EXERCISE REQUIREMENTS:
Copy every row below word for word, leaving the pictures out of your answer.

DATA RECORDS:
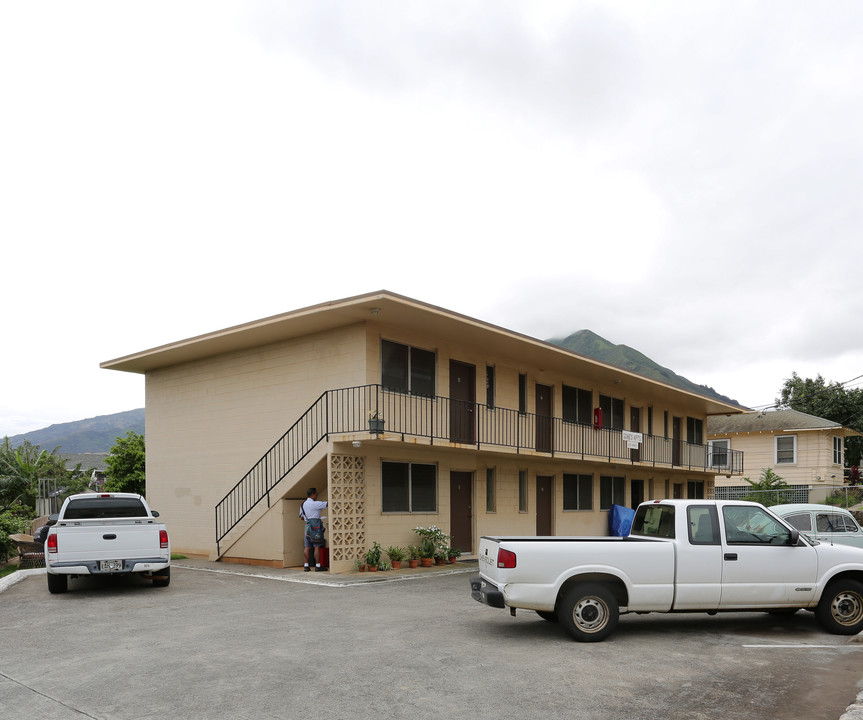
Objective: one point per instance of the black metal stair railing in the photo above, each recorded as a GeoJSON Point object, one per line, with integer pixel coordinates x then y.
{"type": "Point", "coordinates": [436, 418]}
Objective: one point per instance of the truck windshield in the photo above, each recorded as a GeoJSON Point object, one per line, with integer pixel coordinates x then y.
{"type": "Point", "coordinates": [99, 507]}
{"type": "Point", "coordinates": [654, 520]}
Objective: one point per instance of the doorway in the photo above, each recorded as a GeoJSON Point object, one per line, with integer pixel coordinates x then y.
{"type": "Point", "coordinates": [461, 510]}
{"type": "Point", "coordinates": [544, 441]}
{"type": "Point", "coordinates": [544, 484]}
{"type": "Point", "coordinates": [462, 393]}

SOLUTION FOR THIS TASK:
Objective: one point per instance of the black metal stair railing in the photo above, each recorded as a GeoJSON Point object, one per line, with integer pixel coordinates x then y.
{"type": "Point", "coordinates": [436, 418]}
Objective: one point per instance of the truck windshield in the photo above, each recorded as a GeoJSON Point object, one per line, with integer pixel coordinates x then y.
{"type": "Point", "coordinates": [99, 507]}
{"type": "Point", "coordinates": [654, 520]}
Objective: one point per instance of the doorway in the photo above, each recorded as a GeoJSON Point object, one per line, with integer pixel coordinates x then y.
{"type": "Point", "coordinates": [461, 510]}
{"type": "Point", "coordinates": [544, 441]}
{"type": "Point", "coordinates": [544, 484]}
{"type": "Point", "coordinates": [462, 393]}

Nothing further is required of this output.